Rows from a box-labeling dataset:
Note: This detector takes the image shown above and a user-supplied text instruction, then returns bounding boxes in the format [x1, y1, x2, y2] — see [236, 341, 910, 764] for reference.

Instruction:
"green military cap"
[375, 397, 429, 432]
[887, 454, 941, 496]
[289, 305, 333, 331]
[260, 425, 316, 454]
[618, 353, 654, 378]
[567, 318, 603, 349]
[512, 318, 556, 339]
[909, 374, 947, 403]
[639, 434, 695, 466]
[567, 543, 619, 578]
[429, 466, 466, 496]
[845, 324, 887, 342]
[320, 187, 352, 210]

EXERCISE GOAL
Please copy the lines above exactly as they appear, keeping every character and line break.

FINAL RESULT
Note: This detector takes the image shown above and a user-supplied text instruction, then returns bounding boxes in the format [x1, y1, x2, y2] — see [236, 341, 910, 764] for reference.

Instruction:
"green military cap"
[375, 397, 429, 432]
[887, 454, 941, 496]
[289, 305, 333, 331]
[260, 425, 316, 454]
[618, 353, 654, 378]
[567, 318, 603, 349]
[512, 318, 556, 339]
[909, 374, 947, 403]
[639, 434, 695, 466]
[567, 543, 619, 578]
[429, 466, 466, 496]
[845, 324, 887, 342]
[320, 187, 352, 210]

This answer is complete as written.